[EXTRACT PROVIDED — start]


“Monstrously enlarged as it is on the screen, the human face should be treated like a landscape.”

“But above all, the greatest art in motion picture photography is to be able to give life to the dead space that exists between the lens and the subject before it. Smoke, rain, fog, dust, and steam can emotionalize empty space, and so can the movement of the camera. The camera can advance and retreat and encircle with or against the action it encounters. It can produce a fluid composition, related to the sum total of all its shifting images and make every movement part of the entire conception.”

“There are some things which cannot be learned, though they can be studied. Among them are the laws of art—and the lawlessness of it, as well.”

“The field of art is vast, as vast as the realm of thought and emotion, and it does not necessarily embrace noble and uplifting functions. It covers, like the skin in which our doctor specializes, a multitude of sins. It is not always creative, and very often serves only as an excuse for idling to those who dodge every form of responsibility. At its best it is a record of man’s cultural achievements even when all other evidence of a culture has vanished; at its worst it is a tawdry stimulant to a spurious ecstasy. It can be employed to debase all values, or it can serve to remind man that he is no longer a savage. It is not a science, and no one can prove it to be accurate or absolute. It certainly is not confined to any subject matter, and no scale, calibration, or test tube can aid in its analysis.”

“We will leave the painter at his easel, the sculptor in his studio, the composer at his piano, and the writer at his desk, to enter a strange workshop where another member of the brotherhood of artists may have elected to work.

          This is not a quiet attic entered after a soft knock on the door. No lone figure is here hunched over his creation. Instead, this is a cluttered, ever-shifting space torn apart by turmoil and confusion. The place swarms with human beings, and unless he were to be pointed out it would be difficult to locate the one man who must remain superior to this scrambling. A jungle of rigging, appliances, and complicated devices, heavy paraphernalia and machinery obstructs the view, and everything seems to be constantly shifted from side to side and up and down…to observe this chaos long enough is to cause speculation as to how anything orderly can be extricated from this jumble of machinery and human beings.”

[EXTRACT PROVIDED — finish]
[EXTRACTED DATA — start]

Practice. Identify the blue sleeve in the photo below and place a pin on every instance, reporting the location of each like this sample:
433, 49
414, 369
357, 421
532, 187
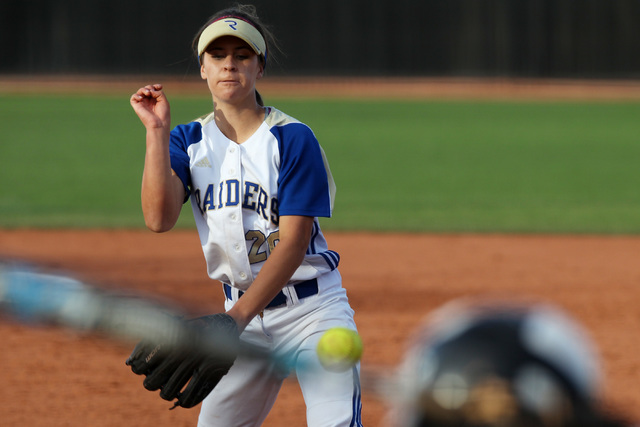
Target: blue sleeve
181, 137
303, 186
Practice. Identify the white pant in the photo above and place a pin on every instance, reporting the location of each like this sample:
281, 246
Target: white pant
247, 393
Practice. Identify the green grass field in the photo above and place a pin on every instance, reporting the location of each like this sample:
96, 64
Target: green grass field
427, 166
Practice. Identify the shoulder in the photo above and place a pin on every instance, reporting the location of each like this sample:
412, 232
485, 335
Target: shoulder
190, 133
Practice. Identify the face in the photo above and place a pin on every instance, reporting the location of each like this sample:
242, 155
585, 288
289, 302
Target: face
231, 69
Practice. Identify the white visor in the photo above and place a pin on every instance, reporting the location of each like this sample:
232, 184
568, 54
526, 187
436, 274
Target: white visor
236, 27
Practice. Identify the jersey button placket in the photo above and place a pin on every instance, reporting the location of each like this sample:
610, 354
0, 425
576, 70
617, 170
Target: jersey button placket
237, 244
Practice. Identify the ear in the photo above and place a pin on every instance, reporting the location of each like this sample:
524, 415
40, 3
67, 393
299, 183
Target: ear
260, 71
203, 74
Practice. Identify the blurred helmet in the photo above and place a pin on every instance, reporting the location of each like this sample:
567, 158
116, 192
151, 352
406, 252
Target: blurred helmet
498, 365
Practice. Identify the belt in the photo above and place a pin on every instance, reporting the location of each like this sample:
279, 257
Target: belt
303, 290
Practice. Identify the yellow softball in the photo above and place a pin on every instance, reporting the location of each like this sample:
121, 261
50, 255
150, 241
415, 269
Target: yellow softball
339, 349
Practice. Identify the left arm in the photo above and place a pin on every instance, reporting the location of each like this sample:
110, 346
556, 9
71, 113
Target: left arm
295, 234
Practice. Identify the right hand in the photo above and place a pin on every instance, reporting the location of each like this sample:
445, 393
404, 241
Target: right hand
151, 106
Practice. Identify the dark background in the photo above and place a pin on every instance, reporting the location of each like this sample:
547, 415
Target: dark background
505, 38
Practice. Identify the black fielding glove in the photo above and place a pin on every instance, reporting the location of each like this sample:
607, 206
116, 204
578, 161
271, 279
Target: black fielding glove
189, 372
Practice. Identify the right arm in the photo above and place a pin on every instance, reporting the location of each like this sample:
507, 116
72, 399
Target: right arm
162, 192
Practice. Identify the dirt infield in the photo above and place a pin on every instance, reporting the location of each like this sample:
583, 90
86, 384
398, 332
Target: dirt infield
53, 377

[EXTRACTED DATA — finish]

* **ACTIVITY A**
In the extract on film art, condense the paragraph beginning "The field of art is vast" into a bulleted list that keeps its main points.
* **ACTIVITY B**
Extend the extract on film art by continuing it from its final sentence.

* **WRITTEN ANSWER A**
- The field of art is as vast as thought and emotion and does not necessarily serve noble or uplifting functions.
- It covers a multitude of sins. It is not always creative and often serves as an excuse for idling by those who dodge responsibility.
- At its best it records man's cultural achievements even after all other evidence of a culture has vanished. At its worst it is a tawdry stimulant to a spurious ecstasy.
- It can debase all values, or it can remind man that he is no longer a savage.
- It is not a science, and no one can prove it accurate or absolute.
- It is not confined to any subject matter, and no scale, calibration, or test tube can aid in analyzing it.

* **WRITTEN ANSWER B**
“Selecting, influencing, inspiring, or providing his own manuscript (whenever this is not inflicted upon him), exhausted by necessary and secret labor, every move questioned, trying to preserve an inner vision over a period of months, forced by the nature of his material to adopt, change, and balance constantly shifting values (shift as they must, taking so much time to imprison), unavoidably antagonizing friends and compelled to befriend enemies, the film director, extremely noticeable while at work though invisible when the work is done, is not an enviable figure….his every step can be as encumbered as if he were actually wading through a swamp. Behind every light crouches a human being; behind the camera many of them; tape measures, numbering slates, and a miscellany of contraptions intercept his sight; and whenever he moves he must dodge a swinging boom with wheels and pulleys that guides the microphone. Stumbling and twisting between assistants, mechanics, property men, make-up men and women, male and female wardrobe attendants, hairdressers, doubles who stand in for actors who think it beneath their dignity to aid in the adjustment of lights; maids, valets, chauffeurs, platform grips, nurses, painters, union representatives, agents, script clerks, and others who seem to have been especially provided to obstruct his view; before him the inert mass of actors, skilled and unskilled, veteran and recruit, star and extra, who must be charged so that the human element in this inhuman task sustains its pitch; lurking behind him idlers, visitors and members of the international press who pounce on any item that furnished fuel for a garrulous pen, the director pursues the even tenor of his work—if he can find access to it.”